[Stored data]
──────────
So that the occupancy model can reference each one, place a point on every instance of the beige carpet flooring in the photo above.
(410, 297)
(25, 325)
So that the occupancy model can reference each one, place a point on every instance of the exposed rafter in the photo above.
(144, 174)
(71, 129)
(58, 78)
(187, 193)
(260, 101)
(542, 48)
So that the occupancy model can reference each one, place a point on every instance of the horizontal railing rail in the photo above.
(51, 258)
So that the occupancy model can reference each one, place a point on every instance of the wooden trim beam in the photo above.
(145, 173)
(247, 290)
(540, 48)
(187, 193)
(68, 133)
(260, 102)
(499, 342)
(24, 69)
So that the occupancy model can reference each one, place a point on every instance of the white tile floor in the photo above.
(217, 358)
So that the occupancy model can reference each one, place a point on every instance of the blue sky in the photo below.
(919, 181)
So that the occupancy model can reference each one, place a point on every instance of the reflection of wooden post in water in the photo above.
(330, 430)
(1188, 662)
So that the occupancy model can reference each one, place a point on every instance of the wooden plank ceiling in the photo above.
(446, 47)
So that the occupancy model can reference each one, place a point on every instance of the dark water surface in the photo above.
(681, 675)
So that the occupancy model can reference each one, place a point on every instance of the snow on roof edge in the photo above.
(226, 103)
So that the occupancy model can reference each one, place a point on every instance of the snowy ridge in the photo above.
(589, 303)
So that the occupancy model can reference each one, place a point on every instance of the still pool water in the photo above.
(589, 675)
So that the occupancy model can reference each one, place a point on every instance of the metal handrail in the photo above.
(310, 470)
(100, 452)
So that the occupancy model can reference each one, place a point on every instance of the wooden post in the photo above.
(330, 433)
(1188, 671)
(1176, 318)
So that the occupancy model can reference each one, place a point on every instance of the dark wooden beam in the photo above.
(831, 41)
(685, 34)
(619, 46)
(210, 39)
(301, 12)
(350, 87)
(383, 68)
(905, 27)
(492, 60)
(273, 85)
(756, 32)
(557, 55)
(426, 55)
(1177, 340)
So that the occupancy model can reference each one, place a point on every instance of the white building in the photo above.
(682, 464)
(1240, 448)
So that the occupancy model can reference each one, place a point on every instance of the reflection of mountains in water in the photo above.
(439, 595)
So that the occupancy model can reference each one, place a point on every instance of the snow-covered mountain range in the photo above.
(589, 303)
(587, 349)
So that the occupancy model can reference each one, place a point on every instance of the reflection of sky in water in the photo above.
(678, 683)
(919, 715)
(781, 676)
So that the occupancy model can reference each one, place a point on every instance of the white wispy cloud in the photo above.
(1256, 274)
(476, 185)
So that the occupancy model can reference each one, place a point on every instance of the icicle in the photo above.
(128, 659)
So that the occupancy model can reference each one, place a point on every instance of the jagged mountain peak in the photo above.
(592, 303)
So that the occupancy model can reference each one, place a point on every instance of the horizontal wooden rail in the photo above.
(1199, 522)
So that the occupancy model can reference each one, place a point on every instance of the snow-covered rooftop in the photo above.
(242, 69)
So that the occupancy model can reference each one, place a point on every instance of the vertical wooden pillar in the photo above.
──────────
Exercise goal -
Write out every entry again, keeping each line exactly the same.

Finished exercise -
So that the occupancy model can reference each one, place a point on every instance of the beige carpet flooring in the photo above.
(410, 297)
(25, 325)
So that the occupancy model can reference each one, place a point on every instance of the exposed rafter in the photo above.
(144, 174)
(71, 129)
(58, 78)
(187, 193)
(260, 101)
(542, 48)
So that the occupancy model can reference each one, place a point on every instance of the horizontal railing rail in the photo above.
(51, 258)
So that the occupancy model can reference each one, place a point on every instance of the wooden trim beam in the photo above.
(145, 173)
(247, 290)
(540, 48)
(187, 193)
(68, 133)
(260, 102)
(499, 342)
(24, 69)
So that the occupancy model can reference each one, place a point on every instance of the white tile floor in the photo above.
(217, 358)
So that the occupancy model can reference each one, place a point on every instance of the blue sky in the photo below.
(919, 181)
So that the occupancy model can reference each one, place a point on every instance of the reflection of wooden post in water in the photo above.
(330, 430)
(1188, 662)
So that the occupancy model can reference each one, place a point on every instance of the wooden plank ceiling in the photo above.
(446, 47)
So that the occupancy model can reference each one, place a point on every instance of the dark water surface in the photo above.
(681, 675)
So that the occupancy model can reference each one, place a point on every instance of the snow on roof edge in the photo above.
(226, 103)
So that the occupancy model can reference each one, place a point on every instance of the snowy ridge in the photo above.
(589, 303)
So that the occupancy model can reference each one, place a point on every instance of the still pool water in the photo above.
(589, 675)
So that the occupancy model can reference each one, place a point on every instance of the metal handrail in the photo above.
(310, 470)
(100, 452)
So that the occupancy model can reference each one, place a point on every instance of the wooden post in the photo above.
(330, 433)
(1188, 671)
(1176, 318)
So that the occupancy model can reference each one, place a point on every instance of the dark wooden beam in the photo above.
(831, 41)
(685, 34)
(619, 46)
(210, 39)
(301, 12)
(350, 87)
(383, 68)
(905, 27)
(492, 60)
(273, 85)
(756, 32)
(557, 55)
(426, 55)
(1177, 340)
So that the occupancy model can reference each one, place a point on every instance of the white building in the photo above.
(682, 464)
(1240, 448)
So that the occupancy model can reference each one, place a point on every instance of the reflection of mountains in water in the photo above.
(439, 595)
So that the occupancy model can reference each one, place a point on every instance of the snow-covered mountain range in the photo above.
(589, 303)
(587, 349)
So that the occupancy model can reference each one, place a point on every instance of the reflection of sky in water in the photo above.
(678, 683)
(919, 715)
(781, 676)
So that the occupancy model can reference each one, place a point on every instance of the white wispy cloud in the photo above.
(1256, 274)
(476, 185)
So that the occupancy model can reference each one, place a point on every instance of the icicle in the photo above.
(128, 659)
So that the occupancy model can reference each one, place a point on every instance of the jagged mountain peak in the photo above.
(592, 303)
So that the occupancy model can reference each one, place a point on every instance of the horizontal wooden rail in the photo above.
(1199, 522)
So that the occupancy model can reference each one, place a point on every instance of the snow-covered rooftop in the photo above.
(242, 69)
So that the occupancy model can reference each one, place a point on every instance of the vertical wooden pillar in the photo above.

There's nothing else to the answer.